Aim of the exercise =>
Only certain lines below are wanted: those starting at the line containing "Target: white-washed stone building" and ending at the line containing "Target: polished floor surface", both included, each retyped exactly.

Natural language region descriptions
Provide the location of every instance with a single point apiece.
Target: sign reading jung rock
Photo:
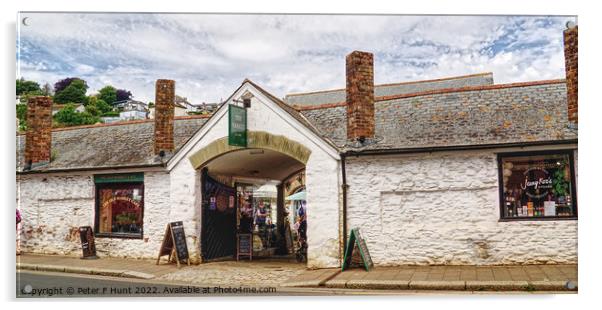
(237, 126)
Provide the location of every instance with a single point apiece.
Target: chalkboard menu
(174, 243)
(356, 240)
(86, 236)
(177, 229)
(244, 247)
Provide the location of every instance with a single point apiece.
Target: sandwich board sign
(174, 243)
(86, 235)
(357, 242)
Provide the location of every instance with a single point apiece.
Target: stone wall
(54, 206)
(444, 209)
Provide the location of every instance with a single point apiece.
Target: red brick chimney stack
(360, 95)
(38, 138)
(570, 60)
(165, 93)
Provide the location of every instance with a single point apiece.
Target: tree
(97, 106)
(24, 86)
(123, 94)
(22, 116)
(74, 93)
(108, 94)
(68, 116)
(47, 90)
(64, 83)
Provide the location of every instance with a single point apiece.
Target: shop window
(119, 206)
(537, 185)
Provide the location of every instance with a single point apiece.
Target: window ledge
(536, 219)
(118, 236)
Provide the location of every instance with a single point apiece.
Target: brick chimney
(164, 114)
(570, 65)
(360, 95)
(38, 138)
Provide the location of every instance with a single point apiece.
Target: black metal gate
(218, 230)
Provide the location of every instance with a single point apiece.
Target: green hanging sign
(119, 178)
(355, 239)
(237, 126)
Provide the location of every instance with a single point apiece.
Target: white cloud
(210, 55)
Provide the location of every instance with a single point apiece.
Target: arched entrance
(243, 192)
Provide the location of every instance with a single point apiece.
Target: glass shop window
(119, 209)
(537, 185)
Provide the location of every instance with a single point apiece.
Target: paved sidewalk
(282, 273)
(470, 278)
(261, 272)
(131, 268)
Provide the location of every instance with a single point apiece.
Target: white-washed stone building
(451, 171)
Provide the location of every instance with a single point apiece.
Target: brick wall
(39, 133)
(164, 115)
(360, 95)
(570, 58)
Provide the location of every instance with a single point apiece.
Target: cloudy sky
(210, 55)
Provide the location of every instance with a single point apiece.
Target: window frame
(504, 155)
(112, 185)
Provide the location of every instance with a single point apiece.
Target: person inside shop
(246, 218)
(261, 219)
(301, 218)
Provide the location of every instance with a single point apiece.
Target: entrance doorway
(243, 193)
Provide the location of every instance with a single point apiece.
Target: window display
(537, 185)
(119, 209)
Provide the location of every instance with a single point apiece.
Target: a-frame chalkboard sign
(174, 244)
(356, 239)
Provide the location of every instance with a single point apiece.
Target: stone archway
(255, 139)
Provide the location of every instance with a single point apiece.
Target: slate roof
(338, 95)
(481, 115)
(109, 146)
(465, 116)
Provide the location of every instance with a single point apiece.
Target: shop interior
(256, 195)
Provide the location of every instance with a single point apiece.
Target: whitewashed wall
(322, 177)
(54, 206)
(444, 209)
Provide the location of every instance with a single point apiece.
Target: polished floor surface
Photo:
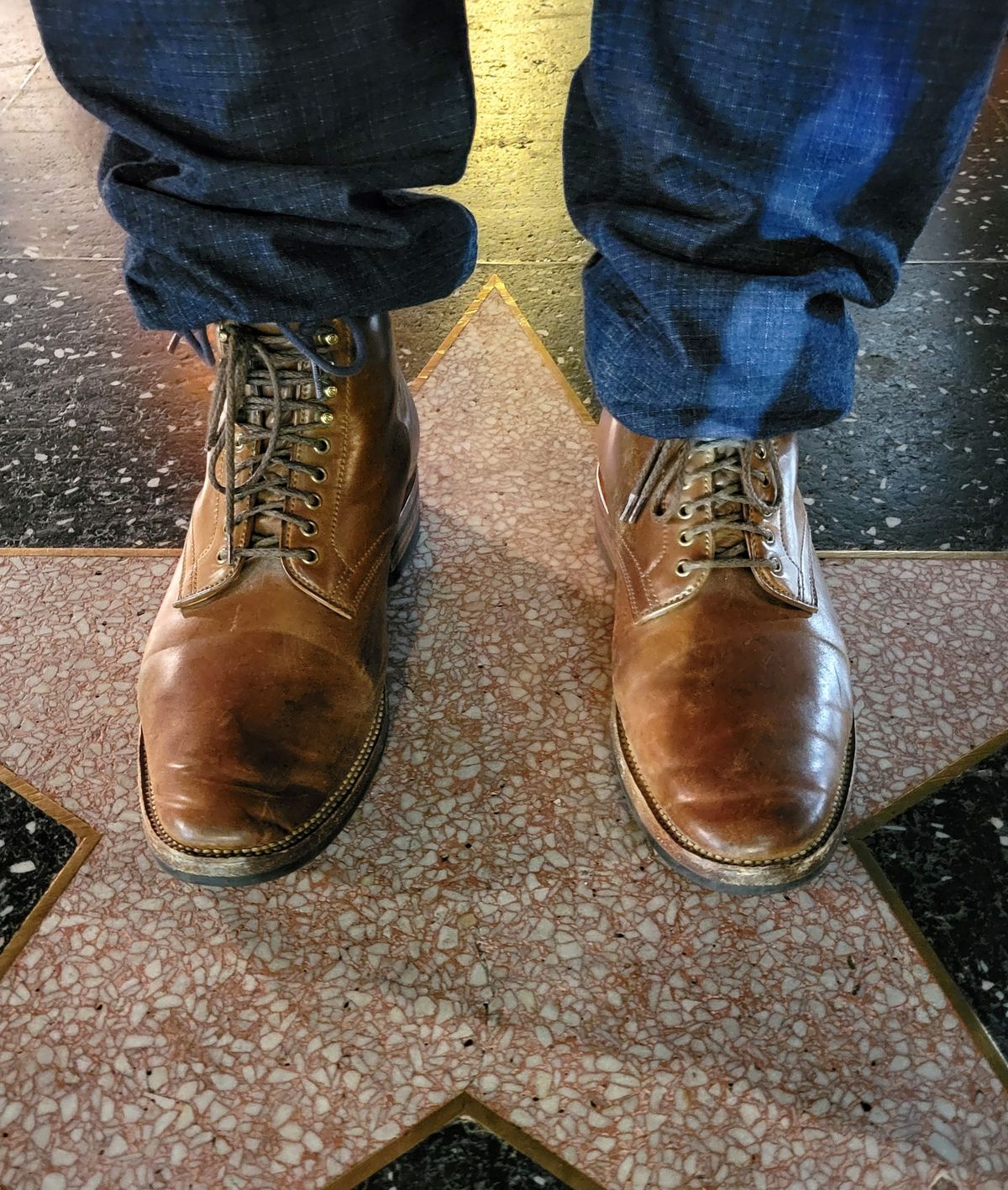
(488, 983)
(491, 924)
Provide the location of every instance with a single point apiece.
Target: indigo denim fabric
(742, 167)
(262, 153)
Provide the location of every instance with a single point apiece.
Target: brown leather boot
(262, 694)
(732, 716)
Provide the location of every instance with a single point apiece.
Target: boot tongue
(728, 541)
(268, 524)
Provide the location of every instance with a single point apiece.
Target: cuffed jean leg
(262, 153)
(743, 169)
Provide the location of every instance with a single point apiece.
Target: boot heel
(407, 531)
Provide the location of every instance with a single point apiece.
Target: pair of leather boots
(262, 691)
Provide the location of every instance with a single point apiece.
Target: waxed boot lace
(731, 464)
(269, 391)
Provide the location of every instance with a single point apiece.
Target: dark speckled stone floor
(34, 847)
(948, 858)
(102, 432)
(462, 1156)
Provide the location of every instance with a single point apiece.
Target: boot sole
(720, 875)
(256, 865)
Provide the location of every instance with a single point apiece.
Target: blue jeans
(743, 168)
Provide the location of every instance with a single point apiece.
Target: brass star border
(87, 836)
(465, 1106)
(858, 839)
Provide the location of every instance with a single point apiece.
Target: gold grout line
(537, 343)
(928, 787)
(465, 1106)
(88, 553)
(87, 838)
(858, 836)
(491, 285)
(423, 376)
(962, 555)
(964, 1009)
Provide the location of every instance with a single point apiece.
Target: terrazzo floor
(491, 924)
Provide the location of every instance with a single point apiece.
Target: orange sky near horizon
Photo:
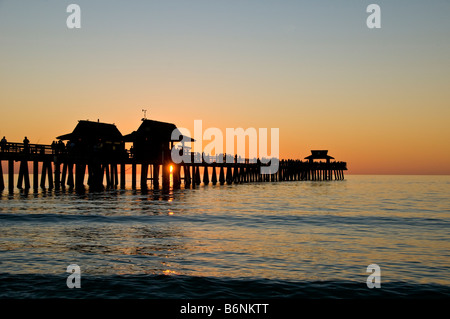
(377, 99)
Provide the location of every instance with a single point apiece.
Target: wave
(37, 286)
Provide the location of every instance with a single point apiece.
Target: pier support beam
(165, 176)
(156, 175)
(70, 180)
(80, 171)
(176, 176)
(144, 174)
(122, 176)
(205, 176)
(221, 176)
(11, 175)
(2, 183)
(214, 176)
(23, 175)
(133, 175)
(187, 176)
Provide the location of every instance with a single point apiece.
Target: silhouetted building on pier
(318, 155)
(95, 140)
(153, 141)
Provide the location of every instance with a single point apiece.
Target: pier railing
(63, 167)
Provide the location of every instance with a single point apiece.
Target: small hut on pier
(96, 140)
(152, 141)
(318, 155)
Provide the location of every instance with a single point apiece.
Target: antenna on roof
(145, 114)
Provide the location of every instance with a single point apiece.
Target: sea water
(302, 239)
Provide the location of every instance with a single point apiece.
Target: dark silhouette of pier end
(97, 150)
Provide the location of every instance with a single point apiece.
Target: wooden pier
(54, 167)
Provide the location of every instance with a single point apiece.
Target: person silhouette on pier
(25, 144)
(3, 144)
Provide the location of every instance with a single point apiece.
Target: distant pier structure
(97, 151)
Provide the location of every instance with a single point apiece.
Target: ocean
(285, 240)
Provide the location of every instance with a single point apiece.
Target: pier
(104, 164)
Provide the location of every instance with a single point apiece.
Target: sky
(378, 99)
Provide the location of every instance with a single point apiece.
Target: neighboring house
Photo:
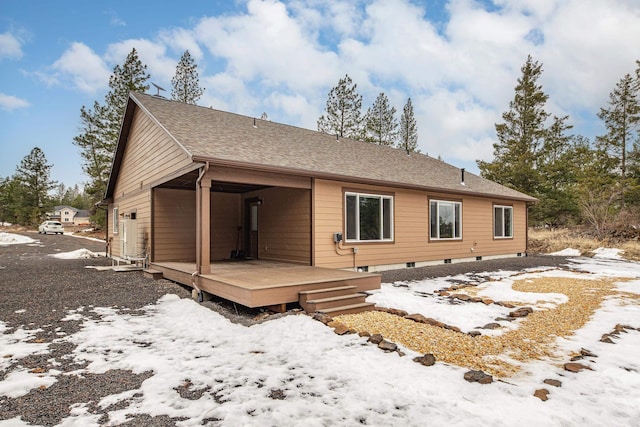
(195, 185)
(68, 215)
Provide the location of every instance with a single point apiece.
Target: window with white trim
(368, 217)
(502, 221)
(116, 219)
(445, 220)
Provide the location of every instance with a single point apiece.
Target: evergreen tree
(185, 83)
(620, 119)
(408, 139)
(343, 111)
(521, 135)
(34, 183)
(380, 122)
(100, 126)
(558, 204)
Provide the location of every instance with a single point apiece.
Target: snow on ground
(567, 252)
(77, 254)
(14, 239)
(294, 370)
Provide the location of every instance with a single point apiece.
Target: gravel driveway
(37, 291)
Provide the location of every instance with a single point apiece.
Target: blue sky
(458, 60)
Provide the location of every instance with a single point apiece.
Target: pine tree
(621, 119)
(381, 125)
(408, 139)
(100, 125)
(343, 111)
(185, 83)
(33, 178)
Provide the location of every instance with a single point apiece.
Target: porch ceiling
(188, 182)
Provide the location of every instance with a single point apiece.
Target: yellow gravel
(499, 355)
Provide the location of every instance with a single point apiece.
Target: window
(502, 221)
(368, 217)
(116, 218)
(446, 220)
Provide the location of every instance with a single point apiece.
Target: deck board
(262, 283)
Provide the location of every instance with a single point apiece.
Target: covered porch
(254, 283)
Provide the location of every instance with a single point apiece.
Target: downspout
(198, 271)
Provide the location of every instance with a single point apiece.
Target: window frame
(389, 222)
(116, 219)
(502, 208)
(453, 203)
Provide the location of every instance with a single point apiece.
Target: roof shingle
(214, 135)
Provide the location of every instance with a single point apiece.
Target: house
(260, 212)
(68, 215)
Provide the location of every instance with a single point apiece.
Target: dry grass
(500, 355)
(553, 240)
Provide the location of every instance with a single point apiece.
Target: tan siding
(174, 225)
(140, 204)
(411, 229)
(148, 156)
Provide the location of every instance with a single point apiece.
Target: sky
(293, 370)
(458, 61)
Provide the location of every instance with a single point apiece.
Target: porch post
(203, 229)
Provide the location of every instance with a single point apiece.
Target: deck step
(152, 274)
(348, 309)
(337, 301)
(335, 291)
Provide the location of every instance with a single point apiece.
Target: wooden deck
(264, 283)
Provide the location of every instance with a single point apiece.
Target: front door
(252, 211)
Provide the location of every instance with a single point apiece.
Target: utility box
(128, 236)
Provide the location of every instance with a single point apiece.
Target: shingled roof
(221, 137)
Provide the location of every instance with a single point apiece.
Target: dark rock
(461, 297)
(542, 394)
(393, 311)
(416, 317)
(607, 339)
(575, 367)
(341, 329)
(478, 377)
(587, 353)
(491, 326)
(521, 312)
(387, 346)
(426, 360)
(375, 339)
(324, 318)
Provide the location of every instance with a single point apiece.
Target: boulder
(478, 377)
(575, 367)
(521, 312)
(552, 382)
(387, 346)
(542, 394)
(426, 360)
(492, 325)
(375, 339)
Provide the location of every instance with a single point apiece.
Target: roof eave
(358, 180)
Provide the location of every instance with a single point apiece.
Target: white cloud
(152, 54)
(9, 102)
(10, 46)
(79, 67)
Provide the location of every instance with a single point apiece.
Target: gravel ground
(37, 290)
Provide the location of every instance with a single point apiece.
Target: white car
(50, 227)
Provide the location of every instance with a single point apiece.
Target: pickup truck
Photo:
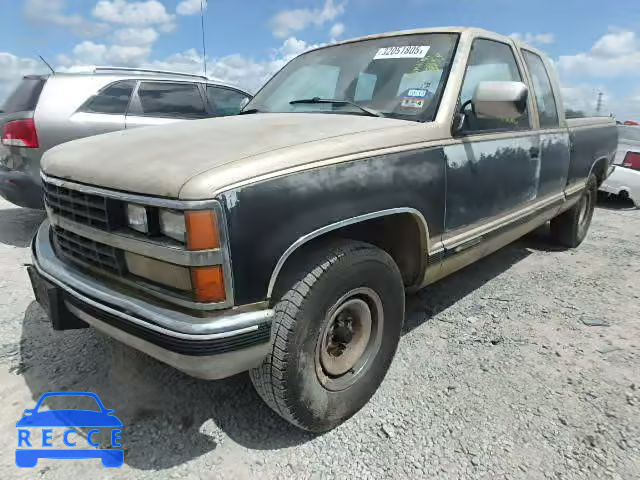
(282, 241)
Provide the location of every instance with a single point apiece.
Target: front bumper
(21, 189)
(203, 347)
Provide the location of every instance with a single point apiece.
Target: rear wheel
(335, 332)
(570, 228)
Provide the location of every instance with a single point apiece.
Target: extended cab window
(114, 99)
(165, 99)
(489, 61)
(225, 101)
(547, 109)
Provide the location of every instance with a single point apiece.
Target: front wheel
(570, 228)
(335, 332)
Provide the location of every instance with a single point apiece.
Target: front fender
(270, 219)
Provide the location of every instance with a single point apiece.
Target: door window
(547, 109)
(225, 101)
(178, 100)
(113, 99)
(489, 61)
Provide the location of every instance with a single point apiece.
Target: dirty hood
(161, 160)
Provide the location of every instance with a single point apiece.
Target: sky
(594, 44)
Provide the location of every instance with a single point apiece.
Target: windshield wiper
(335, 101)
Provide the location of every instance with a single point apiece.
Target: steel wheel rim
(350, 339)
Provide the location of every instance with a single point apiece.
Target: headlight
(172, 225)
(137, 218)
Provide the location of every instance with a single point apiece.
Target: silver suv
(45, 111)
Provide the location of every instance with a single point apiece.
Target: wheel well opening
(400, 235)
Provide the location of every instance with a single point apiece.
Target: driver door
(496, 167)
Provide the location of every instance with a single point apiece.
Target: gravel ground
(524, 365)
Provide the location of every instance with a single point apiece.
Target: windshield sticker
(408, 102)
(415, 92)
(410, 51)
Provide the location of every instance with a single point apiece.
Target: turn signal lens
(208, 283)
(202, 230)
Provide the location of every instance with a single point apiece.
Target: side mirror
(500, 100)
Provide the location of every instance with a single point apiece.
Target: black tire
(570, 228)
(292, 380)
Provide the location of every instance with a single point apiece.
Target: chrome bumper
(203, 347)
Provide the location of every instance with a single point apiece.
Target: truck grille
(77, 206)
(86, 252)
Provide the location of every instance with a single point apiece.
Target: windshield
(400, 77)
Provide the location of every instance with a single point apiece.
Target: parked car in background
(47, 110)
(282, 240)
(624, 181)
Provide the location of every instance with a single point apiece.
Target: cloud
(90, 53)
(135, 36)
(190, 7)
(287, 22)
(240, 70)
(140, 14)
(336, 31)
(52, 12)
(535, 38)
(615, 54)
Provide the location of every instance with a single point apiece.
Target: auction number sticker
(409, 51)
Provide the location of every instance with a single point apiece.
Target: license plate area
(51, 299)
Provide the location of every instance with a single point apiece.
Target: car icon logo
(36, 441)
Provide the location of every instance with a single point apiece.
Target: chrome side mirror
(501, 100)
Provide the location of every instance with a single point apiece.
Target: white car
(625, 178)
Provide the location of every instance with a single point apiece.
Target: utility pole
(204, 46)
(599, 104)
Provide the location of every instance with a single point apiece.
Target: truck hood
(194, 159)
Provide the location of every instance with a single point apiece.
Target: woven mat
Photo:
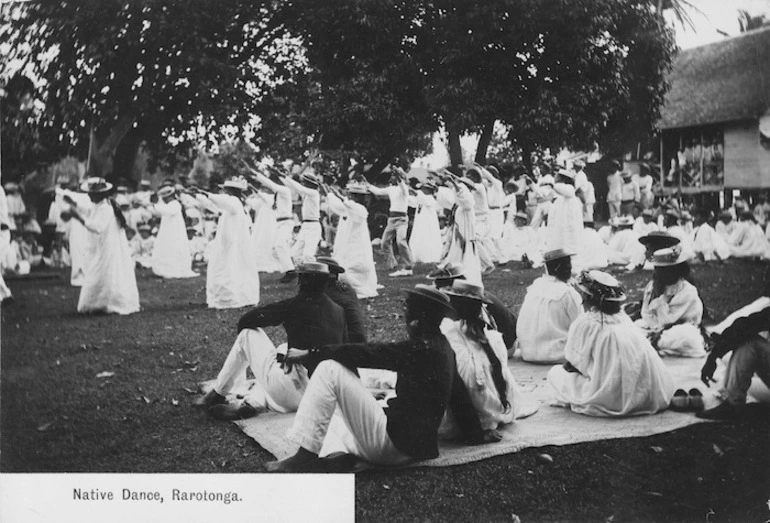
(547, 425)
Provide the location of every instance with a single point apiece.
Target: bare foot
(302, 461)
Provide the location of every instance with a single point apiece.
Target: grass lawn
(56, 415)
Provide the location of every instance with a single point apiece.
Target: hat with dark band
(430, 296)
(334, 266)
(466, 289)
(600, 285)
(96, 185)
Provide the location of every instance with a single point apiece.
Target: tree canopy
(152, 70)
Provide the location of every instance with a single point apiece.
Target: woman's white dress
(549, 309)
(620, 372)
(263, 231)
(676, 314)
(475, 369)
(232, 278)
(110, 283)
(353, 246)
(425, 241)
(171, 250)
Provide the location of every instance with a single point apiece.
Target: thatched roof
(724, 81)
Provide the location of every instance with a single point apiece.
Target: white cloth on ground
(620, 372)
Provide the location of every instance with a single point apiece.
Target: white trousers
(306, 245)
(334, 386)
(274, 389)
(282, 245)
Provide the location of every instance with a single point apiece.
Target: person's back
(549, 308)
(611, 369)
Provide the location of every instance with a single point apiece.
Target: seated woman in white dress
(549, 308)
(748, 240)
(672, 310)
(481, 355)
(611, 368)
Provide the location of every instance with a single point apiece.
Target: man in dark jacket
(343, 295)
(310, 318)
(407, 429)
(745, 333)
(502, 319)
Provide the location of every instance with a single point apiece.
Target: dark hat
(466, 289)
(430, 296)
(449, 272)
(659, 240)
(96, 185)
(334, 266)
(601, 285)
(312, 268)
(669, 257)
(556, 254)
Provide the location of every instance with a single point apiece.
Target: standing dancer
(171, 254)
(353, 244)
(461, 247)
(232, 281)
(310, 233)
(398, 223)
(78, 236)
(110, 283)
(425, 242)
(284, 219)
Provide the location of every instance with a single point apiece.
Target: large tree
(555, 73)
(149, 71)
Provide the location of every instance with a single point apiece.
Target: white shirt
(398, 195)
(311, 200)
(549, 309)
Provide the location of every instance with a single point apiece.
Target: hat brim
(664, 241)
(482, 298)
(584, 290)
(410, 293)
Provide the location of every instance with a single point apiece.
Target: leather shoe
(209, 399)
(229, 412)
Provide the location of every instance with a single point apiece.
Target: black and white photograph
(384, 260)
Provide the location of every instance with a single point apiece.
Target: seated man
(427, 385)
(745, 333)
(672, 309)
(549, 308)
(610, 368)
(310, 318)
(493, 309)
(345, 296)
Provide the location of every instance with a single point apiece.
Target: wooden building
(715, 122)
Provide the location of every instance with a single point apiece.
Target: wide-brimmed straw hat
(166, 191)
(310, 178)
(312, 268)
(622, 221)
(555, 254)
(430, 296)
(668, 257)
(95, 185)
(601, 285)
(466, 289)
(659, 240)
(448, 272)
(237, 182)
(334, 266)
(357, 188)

Answer below =>
Target: white-washed stone building
(451, 171)
Provide the location of every instance with a single point apiece.
Target: brick wall
(39, 133)
(164, 115)
(360, 95)
(570, 58)
Provide the location of every instance with a single point apiece.
Target: cloudy sky
(210, 55)
Provide the location of every instance with a single point apiece.
Target: window frame
(504, 155)
(112, 185)
Provide the location of every instance with a single point apiece.
Target: person inside shop
(246, 218)
(261, 219)
(301, 218)
Provide the location of every instance with a single point apiece.
Target: entrance doorway
(243, 193)
Provide the location of every instance with a single point apiece.
Target: window display
(537, 185)
(119, 209)
Provide the location of every instance with a single point apiece.
Target: a-frame chalkboard sign
(174, 244)
(356, 239)
Provide the location of every instance with a single point apiece.
Target: stone archway
(255, 139)
Provide the location of every instance with a single point apiece.
Target: slate roof
(338, 95)
(481, 115)
(109, 146)
(465, 116)
Provide the location of every instance with a single point apiece.
Target: shop interior
(256, 195)
Provide the location of every instance with a single point apiece.
Target: whitewashed wall
(322, 177)
(54, 206)
(444, 209)
Provide the location of every instance with a single point apiece.
Target: polished floor surface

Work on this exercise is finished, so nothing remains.